SUPPLIED DATA:
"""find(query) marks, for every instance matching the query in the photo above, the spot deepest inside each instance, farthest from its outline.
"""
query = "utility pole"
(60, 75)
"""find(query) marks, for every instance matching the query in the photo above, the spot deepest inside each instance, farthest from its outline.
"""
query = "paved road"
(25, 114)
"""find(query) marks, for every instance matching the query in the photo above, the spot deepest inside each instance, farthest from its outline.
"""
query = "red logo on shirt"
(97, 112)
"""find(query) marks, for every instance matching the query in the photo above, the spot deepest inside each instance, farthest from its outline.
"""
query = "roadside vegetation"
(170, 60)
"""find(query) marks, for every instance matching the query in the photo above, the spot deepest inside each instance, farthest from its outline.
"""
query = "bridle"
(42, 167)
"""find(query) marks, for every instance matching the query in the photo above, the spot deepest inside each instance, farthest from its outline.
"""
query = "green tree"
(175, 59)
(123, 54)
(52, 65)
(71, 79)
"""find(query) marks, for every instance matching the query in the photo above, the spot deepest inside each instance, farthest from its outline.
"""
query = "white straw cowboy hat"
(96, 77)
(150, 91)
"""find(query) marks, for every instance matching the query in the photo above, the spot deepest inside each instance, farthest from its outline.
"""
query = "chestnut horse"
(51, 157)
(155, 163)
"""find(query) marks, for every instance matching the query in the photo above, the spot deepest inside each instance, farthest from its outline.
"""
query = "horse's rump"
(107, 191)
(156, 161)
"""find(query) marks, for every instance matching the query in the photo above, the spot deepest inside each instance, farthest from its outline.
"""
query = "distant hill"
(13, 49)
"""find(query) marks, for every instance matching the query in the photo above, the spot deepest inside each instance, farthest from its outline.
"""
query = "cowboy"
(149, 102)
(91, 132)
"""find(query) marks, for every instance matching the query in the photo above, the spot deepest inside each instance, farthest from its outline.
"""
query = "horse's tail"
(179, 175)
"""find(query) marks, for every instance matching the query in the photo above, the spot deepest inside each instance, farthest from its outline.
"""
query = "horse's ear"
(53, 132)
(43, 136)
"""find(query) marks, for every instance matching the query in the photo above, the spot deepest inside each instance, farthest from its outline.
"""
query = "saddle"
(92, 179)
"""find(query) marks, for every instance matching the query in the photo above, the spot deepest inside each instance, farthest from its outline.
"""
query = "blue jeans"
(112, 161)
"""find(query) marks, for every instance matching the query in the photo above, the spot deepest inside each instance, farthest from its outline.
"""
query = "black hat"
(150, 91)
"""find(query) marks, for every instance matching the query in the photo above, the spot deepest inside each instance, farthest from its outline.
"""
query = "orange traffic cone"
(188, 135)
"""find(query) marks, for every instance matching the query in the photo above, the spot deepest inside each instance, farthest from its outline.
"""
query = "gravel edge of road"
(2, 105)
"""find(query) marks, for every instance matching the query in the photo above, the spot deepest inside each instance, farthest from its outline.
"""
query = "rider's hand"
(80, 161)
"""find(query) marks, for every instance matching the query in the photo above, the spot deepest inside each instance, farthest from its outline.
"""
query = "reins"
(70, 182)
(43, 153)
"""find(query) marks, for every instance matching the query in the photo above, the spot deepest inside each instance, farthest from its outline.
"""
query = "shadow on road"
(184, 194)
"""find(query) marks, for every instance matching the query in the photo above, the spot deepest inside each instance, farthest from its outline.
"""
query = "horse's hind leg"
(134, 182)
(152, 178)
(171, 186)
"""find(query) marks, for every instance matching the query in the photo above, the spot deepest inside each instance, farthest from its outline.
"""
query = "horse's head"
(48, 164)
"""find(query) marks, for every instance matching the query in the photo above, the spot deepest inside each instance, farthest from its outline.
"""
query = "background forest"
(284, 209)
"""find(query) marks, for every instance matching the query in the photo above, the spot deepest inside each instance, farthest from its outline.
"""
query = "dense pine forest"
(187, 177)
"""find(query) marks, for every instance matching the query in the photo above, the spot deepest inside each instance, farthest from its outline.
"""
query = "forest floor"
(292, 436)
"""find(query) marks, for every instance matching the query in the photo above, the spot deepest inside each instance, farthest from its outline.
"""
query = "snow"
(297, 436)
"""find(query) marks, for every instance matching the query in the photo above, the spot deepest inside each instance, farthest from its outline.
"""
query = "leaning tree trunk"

TASK STATEMENT:
Without leaving anything out, give the entries again exactly.

WORKED ANSWER:
"""find(query) marks, for every instance matching the query in the photo above, the spot deepest inside each instance, farthest from its outline.
"""
query = "utility pole"
(60, 75)
"""find(query) marks, for every instance matching the query in the photo above, the spot deepest inside each instance, farthest from its outline.
"""
query = "paved road"
(25, 114)
"""find(query) marks, for every instance matching the query in the photo above, the spot deepest inside each instance, farthest from its outline.
"""
query = "red logo on shirt"
(97, 112)
"""find(query) marks, for every instance matching the query in the photo above, the spot deepest inside each instance, farthest from its outline.
"""
query = "roadside vegetation"
(170, 60)
"""find(query) marks, for every instance matching the query in the photo above, the spot deepest inside each instance, farthest from its outline.
"""
query = "bridle"
(42, 167)
"""find(query) marks, for every instance matching the query in the photo above, the spot deepest inside each instance, farthest from its outline.
"""
query = "green tree"
(175, 59)
(123, 54)
(52, 65)
(71, 79)
"""find(query) marks, for every instance matching the query in the photo above, the spot deepest inside each instance, farthest from its outline.
"""
query = "white straw cowboy hat"
(96, 77)
(150, 91)
"""find(query) marks, for every instance matching the query in the photo above, the spot deepest inside each instance, farthest from its outline.
"""
query = "chestnut horse"
(51, 157)
(155, 163)
"""find(query) marks, for every instance matching the query in the photo above, the spot deepest inside each instance, farthest from its outline.
"""
query = "horse's rump"
(107, 191)
(156, 161)
"""find(query) marks, for every instance matching the query in the photo above, the spot deepest inside each instance, farthest from its outline.
"""
query = "distant hill"
(13, 49)
"""find(query) marks, for every instance matching the query in the photo above, the spot deepest inside each instance, farthest from its outline.
"""
query = "cowboy"
(149, 102)
(91, 132)
"""find(query) marks, for every instance matching the query in the photo above, the spot deepest inside each instance, farthest from its outline.
"""
query = "horse's tail"
(179, 175)
"""find(query) marks, for every instance matching the query in the photo above, the spot deepest inside each instance, farthest from its outline.
"""
query = "horse's ear"
(53, 132)
(43, 136)
"""find(query) marks, for every instance matching the query in the photo above, the spot deepest inside each instance, farthest from its outline.
"""
query = "saddle"
(92, 179)
"""find(query) marks, for every instance matching the query in the photo above, the spot deepest inside each instance, farthest from its outline.
"""
query = "blue jeans"
(112, 161)
"""find(query) marks, for every instance matching the query in the photo above, the spot deepest inside each instance, farthest from its outline.
"""
query = "black hat"
(150, 91)
"""find(query) marks, for every instance matching the query in the photo above, the spot deepest inside each instance, farthest from its outline.
"""
query = "orange traffic cone"
(188, 135)
"""find(query) marks, for every instance matching the query in the photo above, the spot deepest inside each instance, farthest from its outline.
"""
query = "gravel edge of road"
(2, 105)
"""find(query) marks, for every instance matching the query in the photo above, the spot deepest inside each instance, farthest from its outline.
"""
query = "rider's hand"
(80, 161)
"""find(query) marks, for every instance matching the query in the photo above, the spot deepest inside each instance, farthest from its outline.
"""
query = "reins"
(70, 182)
(43, 153)
"""find(query) marks, for every instance matching the query in the photo above, the spot deepest inside each instance, farthest from its outline.
"""
query = "shadow on road"
(184, 194)
"""find(query) marks, for every instance matching the query in the photo above, the spot deepest inside each instance, farthest from its outline.
"""
query = "horse's hind leg"
(134, 182)
(152, 178)
(171, 186)
"""find(query) marks, for every instance matching the query in the photo above, the spot deepest inside each instance, farthest from its outline.
"""
query = "horse's head"
(48, 164)
"""find(query) marks, for every instance matching the query in the photo above, the spot deepest inside each instance, farthest from its outline.
"""
query = "background forest"
(284, 209)
"""find(query) marks, for every instance matching the query in the photo above, the spot deepest inside each instance, farthest from its outline.
"""
query = "dense pine forest"
(187, 177)
"""find(query) marks, for every instance matching the query in the photo above, the spot deepest inside each instance, farthest from its outline.
"""
query = "forest floor"
(292, 436)
"""find(query) marks, for every instance matching the query in the photo above, the spot deepest inside each instance, farthest from its outline.
"""
query = "snow"
(297, 436)
"""find(query) marks, for every instance matching the query in the photo above, the spot deepest inside each instance, farthest from its outline.
"""
query = "leaning tree trunk"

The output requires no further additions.